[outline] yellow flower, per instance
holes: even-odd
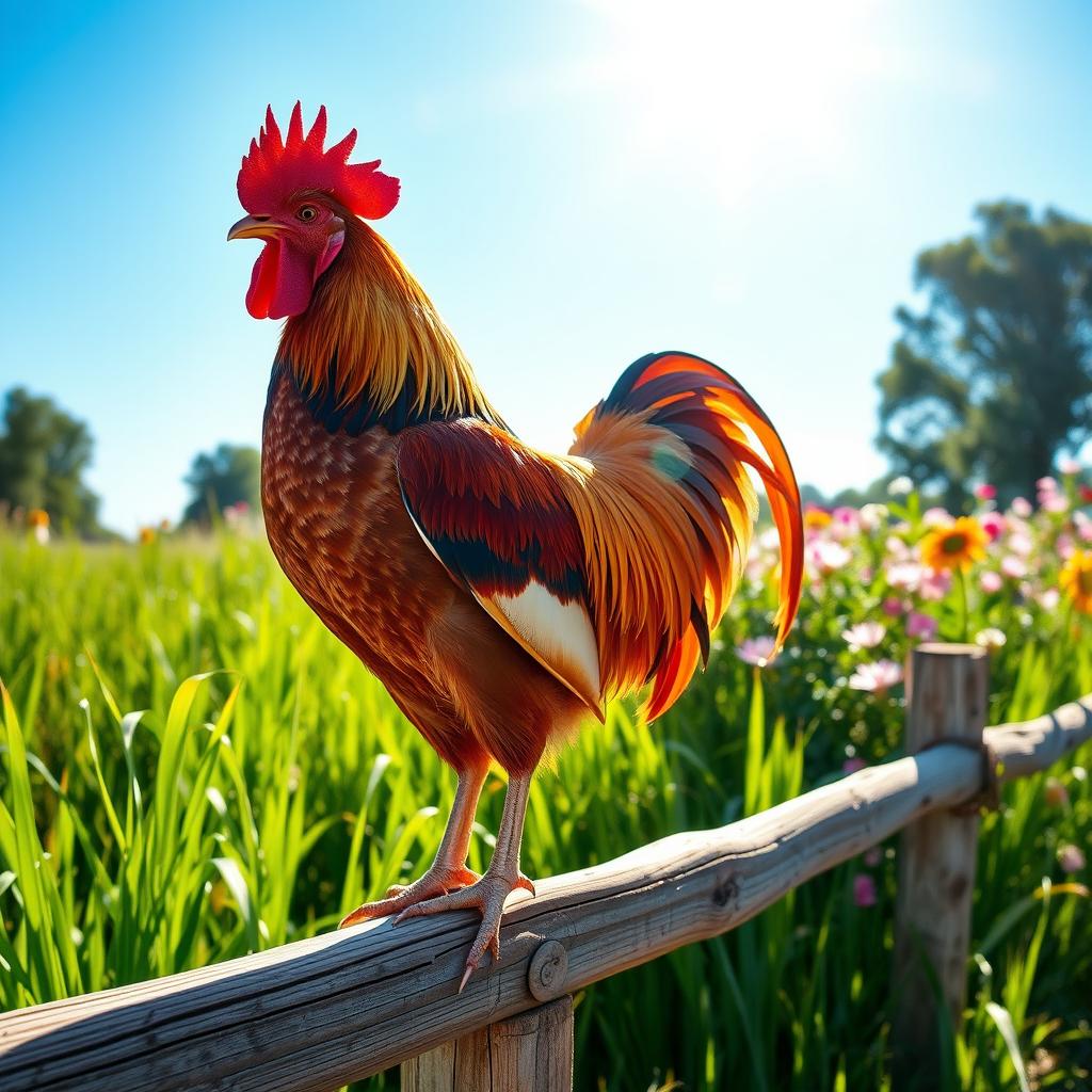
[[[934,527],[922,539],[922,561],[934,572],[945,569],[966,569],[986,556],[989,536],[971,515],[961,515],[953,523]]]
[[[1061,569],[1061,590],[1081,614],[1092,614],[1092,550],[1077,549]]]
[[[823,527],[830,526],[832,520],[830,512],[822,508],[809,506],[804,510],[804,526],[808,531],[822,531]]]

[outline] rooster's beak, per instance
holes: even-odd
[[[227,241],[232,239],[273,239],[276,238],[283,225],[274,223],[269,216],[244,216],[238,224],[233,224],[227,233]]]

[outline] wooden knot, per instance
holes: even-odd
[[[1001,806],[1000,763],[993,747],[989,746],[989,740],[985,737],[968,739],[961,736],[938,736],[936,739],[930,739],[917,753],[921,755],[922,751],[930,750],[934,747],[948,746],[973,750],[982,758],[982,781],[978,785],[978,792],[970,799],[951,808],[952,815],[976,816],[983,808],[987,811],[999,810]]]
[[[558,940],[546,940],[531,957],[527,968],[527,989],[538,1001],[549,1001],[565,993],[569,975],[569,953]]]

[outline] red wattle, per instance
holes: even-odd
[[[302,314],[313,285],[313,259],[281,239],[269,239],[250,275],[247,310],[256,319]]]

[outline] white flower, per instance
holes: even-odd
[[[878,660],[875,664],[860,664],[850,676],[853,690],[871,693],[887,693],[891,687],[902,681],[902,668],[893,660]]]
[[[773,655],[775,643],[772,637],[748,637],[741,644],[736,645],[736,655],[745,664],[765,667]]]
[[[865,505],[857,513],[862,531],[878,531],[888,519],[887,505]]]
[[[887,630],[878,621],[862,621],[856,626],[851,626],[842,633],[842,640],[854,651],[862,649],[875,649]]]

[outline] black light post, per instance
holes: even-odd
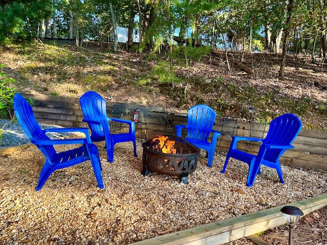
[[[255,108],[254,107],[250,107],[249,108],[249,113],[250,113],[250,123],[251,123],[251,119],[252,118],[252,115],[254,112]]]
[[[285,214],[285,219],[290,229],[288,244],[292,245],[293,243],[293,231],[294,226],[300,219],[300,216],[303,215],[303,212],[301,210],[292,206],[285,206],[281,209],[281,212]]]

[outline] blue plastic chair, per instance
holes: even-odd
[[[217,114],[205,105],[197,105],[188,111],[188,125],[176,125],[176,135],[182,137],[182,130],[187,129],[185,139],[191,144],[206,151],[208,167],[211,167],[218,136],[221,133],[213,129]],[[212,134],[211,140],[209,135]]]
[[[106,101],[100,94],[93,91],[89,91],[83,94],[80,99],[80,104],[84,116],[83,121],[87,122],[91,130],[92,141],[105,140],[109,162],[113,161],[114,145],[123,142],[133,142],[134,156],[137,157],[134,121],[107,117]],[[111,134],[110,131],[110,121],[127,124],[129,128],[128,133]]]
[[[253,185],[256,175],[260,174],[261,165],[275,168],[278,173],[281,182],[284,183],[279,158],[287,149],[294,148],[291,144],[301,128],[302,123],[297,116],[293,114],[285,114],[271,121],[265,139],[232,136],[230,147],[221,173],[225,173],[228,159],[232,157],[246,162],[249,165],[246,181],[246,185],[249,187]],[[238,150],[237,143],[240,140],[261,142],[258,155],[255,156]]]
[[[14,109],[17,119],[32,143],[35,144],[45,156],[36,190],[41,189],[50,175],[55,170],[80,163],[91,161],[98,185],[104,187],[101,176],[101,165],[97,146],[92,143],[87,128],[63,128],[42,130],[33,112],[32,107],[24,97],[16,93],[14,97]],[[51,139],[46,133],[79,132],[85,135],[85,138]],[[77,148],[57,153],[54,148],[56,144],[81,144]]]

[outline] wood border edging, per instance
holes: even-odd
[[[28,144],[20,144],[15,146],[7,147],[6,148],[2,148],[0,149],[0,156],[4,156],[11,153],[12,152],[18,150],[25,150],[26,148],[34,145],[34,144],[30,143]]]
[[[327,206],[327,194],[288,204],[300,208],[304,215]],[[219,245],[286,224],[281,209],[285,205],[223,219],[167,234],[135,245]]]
********
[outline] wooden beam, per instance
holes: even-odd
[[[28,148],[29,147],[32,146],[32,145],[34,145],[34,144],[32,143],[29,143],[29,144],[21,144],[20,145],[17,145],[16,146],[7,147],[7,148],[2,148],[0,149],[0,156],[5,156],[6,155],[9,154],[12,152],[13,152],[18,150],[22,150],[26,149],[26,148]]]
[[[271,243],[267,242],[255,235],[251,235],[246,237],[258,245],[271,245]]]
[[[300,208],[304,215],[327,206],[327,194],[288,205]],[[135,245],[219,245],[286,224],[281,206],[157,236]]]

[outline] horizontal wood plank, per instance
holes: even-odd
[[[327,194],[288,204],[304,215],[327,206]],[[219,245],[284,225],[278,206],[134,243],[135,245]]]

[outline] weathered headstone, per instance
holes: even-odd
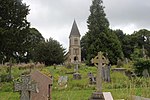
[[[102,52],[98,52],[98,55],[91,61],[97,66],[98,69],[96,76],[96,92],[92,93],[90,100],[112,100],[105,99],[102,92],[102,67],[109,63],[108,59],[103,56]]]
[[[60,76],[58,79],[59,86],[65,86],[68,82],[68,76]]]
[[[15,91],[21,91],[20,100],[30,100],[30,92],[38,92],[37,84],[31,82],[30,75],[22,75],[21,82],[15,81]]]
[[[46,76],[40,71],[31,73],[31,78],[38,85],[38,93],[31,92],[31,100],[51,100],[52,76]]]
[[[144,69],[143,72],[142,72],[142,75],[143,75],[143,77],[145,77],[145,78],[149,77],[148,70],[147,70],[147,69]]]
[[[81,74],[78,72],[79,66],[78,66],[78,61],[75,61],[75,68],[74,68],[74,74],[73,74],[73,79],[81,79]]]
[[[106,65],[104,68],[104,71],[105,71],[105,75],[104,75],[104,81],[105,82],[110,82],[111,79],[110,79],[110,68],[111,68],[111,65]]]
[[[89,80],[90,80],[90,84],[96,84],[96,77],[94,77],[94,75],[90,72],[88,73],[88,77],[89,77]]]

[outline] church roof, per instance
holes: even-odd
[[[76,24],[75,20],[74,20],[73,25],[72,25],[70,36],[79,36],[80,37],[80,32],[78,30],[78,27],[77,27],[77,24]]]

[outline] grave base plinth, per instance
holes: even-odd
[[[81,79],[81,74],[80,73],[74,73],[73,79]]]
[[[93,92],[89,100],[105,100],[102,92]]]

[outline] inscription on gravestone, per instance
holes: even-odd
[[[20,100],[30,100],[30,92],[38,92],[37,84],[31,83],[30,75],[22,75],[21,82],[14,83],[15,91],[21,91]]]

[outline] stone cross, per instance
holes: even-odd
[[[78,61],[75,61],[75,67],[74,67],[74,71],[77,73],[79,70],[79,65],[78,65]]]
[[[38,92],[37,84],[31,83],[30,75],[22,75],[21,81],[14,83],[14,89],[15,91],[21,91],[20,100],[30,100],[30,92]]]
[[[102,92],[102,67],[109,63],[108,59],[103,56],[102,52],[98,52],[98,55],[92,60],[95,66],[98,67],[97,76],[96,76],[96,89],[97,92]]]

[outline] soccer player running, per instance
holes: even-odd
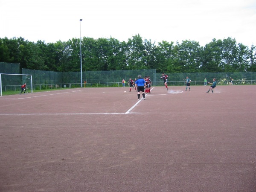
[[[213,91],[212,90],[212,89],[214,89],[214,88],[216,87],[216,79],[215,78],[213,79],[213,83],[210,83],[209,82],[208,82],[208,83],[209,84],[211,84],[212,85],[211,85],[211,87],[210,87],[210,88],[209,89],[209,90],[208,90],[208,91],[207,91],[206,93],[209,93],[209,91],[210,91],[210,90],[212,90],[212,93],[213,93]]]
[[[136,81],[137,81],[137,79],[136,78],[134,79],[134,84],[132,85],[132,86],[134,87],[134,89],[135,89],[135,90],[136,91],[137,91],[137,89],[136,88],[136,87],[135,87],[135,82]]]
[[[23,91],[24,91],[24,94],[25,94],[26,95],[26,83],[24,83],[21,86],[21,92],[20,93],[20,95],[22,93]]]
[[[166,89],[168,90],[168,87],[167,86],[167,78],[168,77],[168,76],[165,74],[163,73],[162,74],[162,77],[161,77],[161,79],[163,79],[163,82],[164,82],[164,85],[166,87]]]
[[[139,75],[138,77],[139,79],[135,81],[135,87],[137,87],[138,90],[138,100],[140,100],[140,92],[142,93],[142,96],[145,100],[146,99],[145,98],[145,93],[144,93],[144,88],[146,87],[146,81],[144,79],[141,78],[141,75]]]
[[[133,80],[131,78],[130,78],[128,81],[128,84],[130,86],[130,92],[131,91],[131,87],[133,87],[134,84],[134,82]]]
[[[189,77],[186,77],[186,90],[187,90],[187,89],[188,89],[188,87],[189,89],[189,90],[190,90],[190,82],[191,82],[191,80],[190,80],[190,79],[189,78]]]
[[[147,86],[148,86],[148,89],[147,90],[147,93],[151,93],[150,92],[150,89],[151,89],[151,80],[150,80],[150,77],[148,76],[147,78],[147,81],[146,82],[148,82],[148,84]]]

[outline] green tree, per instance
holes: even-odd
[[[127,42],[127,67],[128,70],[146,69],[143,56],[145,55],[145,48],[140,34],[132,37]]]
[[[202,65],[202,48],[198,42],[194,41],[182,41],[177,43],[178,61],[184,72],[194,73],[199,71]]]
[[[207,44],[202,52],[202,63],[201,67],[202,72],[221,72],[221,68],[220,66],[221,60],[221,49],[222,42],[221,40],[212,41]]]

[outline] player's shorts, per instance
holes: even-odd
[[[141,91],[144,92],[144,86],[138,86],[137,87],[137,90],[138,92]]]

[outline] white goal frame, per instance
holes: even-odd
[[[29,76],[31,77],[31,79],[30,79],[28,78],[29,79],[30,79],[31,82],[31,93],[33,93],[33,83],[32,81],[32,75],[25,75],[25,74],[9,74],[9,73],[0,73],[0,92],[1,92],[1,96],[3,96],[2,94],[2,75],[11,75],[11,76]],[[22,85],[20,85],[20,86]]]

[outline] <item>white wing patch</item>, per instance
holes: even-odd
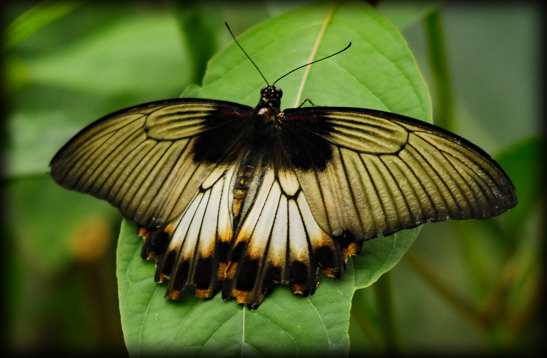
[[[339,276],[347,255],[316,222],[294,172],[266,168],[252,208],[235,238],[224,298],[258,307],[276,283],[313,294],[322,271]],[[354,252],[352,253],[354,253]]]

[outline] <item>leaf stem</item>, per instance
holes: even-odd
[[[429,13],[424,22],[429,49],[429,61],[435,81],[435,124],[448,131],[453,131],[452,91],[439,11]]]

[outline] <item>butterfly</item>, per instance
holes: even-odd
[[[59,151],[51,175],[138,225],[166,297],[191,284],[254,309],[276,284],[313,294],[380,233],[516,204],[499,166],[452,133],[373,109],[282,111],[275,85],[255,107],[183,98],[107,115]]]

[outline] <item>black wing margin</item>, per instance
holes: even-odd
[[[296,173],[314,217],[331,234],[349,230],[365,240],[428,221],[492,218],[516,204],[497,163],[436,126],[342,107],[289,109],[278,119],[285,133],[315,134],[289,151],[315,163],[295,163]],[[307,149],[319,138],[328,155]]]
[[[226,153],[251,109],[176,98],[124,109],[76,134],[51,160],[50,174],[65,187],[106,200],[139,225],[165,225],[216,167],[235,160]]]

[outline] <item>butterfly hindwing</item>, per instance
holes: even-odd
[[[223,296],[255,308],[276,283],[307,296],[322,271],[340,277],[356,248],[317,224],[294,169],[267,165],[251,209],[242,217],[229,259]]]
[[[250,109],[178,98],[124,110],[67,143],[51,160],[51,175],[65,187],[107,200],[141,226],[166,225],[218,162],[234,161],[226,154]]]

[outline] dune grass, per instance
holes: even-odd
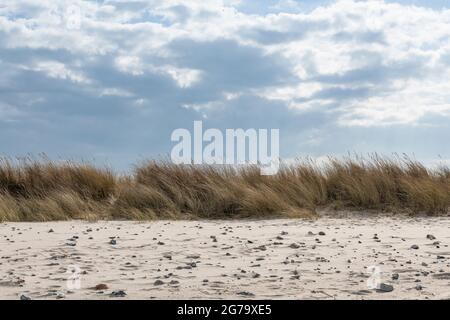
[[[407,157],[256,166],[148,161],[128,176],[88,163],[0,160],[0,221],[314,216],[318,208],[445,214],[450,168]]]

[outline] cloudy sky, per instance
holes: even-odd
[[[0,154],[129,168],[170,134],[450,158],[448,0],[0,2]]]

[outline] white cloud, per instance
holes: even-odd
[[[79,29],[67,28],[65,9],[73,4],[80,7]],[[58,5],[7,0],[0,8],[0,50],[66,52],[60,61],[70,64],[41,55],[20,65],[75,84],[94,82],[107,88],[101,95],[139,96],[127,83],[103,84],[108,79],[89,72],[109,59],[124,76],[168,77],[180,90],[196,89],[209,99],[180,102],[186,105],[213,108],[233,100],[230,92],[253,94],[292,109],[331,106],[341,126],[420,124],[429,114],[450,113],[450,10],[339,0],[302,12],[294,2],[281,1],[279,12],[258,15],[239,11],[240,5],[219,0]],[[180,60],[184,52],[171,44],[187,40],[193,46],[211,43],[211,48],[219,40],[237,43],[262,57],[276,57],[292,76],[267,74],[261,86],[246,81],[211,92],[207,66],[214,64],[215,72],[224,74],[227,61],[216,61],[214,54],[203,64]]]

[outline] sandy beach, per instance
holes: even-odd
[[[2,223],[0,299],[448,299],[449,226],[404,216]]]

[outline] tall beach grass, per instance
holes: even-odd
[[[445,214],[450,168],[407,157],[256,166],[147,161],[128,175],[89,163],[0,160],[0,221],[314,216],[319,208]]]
********
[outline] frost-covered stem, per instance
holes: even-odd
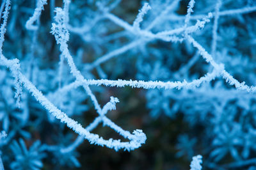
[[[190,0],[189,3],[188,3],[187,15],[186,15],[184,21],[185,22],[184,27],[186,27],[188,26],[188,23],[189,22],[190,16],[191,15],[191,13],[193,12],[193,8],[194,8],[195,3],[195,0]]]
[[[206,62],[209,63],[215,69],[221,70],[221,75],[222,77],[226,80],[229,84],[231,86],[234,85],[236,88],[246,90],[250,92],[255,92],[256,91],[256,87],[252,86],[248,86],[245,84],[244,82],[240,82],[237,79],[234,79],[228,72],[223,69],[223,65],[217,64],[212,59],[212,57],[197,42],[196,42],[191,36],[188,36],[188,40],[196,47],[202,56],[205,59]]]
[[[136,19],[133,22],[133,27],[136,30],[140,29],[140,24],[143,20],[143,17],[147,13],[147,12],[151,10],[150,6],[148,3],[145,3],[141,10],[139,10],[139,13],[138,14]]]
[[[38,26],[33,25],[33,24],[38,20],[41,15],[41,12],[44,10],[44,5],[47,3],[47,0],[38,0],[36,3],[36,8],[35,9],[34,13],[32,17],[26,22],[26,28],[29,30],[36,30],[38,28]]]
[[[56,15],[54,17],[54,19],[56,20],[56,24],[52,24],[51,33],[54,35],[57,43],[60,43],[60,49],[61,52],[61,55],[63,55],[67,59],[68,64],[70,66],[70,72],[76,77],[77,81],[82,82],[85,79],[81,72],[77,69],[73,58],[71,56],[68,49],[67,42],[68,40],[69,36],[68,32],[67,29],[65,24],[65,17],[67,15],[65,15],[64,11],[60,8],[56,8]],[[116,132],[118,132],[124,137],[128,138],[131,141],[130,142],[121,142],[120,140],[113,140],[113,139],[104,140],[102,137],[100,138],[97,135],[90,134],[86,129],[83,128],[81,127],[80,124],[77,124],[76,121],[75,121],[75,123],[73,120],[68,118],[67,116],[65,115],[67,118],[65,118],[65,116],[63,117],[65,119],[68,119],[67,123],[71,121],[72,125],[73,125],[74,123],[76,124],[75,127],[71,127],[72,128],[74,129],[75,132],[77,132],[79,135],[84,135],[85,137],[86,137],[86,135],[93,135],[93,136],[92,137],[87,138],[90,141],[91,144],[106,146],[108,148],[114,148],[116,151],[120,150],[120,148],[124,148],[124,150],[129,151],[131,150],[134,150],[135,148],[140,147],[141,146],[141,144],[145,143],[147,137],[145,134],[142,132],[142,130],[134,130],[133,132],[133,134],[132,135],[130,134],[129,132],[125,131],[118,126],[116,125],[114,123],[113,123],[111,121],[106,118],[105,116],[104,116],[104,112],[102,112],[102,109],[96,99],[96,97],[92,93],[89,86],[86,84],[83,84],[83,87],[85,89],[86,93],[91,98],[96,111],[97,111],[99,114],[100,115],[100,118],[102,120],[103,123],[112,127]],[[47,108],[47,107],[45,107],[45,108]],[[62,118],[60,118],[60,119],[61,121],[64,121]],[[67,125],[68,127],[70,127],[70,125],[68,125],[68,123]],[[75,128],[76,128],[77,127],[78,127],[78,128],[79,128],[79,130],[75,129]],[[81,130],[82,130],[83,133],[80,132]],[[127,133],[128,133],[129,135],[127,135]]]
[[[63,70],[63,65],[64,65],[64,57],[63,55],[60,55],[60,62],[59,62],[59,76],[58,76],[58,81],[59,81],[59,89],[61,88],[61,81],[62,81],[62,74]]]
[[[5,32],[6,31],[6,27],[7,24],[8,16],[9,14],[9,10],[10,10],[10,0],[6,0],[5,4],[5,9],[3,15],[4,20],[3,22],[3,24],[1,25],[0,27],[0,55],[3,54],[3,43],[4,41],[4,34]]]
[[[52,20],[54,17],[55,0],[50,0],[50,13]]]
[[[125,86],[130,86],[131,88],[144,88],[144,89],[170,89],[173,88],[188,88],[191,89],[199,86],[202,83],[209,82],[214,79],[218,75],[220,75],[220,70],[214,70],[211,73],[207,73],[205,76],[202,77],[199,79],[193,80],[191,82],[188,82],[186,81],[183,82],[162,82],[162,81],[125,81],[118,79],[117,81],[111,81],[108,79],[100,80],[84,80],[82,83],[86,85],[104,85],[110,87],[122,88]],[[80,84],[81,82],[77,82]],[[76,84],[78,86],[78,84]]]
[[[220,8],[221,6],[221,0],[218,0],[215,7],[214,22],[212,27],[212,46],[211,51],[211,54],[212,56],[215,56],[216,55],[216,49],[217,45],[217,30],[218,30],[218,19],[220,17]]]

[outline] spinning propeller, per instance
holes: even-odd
********
What you have to do: Collect every line from the rows above that contains the word "black", copying each one in full. Case counts.

Exercise result:
[outline] black light post, per instance
[outline] <item>black wing margin</item>, per instance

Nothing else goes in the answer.